- **WRITTEN EXERCISE 1**
In the aquarium thread, list every plant name that starts with "Echinodorus".
- **WRITTEN EXERCISE 2**
Print the part of the aquarium thread that begins at the words "I was considering" and stops after "the co2 input.".

- **SELECTED PASSAGE**
Also the bit of wood I have in the tank already is starting to form algae, i'm not sure of the type, its a bright white colour and looks like really fine hair. Its grown quite long in some places but I can't get a decent picture of it.
I can't see any other signs of algae in the tank only on the wood.
Does any one know what type of algae it is and the best course of action to remove it. It cleans off easily enough but starts to come back after a few days.

Lastly I've made a few choices on plants I'm going to order, I want to go with things that are quite hardy and easy-ish to grow.
Because I want to keep discus my water temps are up at 27-29c with the lights on, Do you think these plants will be ok at these temps?

*Hemianthus callitrichoides*

*Eleocharis acicularis*

*Vesicularia ferriei 'Weeping' *

*Chladoflora (Moss Ball)*



*Echinodorus argentinensis*

*Echinodorus hormanii*

*Echinodorus rose*

*Echinodorus uruguayensis*


*Cyperus helferi*

*Echinodorus cordifolius*

*Micromanthemum umbrosum*

*Sagittaria platyphylla*

*Aponogeton Madagascariensis Bulb*


*Hydrophila compacta (mini)*


Not going to be using all of these it was just a selection of the ones I liked.


----------



## Iain Sutherland (27 Jan 2013)

Hey, the algae on the wood will likely just be mould as the wood leaches nutrients and tanins into the water.  Normally you can add shrimp and ottos to eat it, its worth giving the wood a good scrub from time to time with the filters off and a water change to help clear it up if arent ready for livestock yet.  I have heard it can get out of control if not managed...
Wood looks like mopani, have you tried TGM for another piece.
Couldnt advise on the plants with discus and high temps but again TGM have a discus plant section that would be worth looking over.  I would suggest HC would be an issue, mainly because it likes CO2 and DIY likely wont provide enough, tennelus might be a better option with discus and DIY...??


----------



## discusdan (27 Jan 2013)

cheers for the reply, I'll have a look on the green machine website.

I was going to add some bumble bee shrimp once things where up and running.

I was considering using riccia fluitans instead of cuba but it seemed a lot more work to use it as a carpet. Do you think it would be a better choice than cuba?

I'll have a look into tennelus.

Also the yeast reactor is mainly for fun and untill I can get hold of an fe or co2 cylinder to upgrade the co2 input.

- **RECORD EXTRACTS**

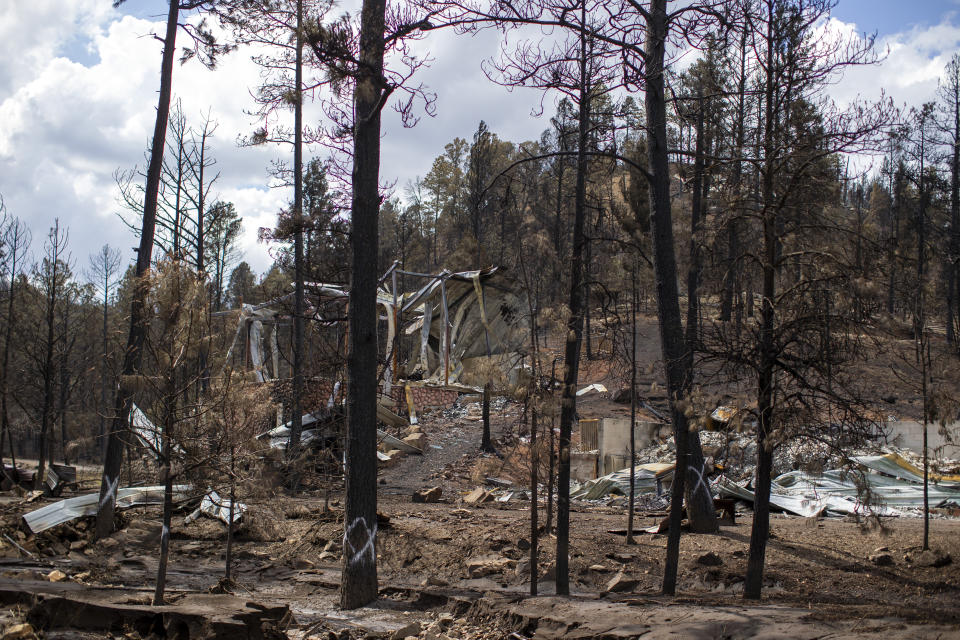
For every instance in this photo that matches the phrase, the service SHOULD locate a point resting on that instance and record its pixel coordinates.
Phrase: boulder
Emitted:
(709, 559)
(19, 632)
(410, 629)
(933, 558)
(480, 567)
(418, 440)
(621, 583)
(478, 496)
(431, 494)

- **WORKED SOLUTION 1**
Echinodorus argentinensis
Echinodorus hormanii
Echinodorus rose
Echinodorus uruguayensis
Echinodorus cordifolius

- **WORKED SOLUTION 2**
I was considering using riccia fluitans instead of cuba but it seemed a lot more work to use it as a carpet. Do you think it would be a better choice than cuba?

I'll have a look into tennelus.

Also the yeast reactor is mainly for fun and untill I can get hold of an fe or co2 cylinder to upgrade the co2 input.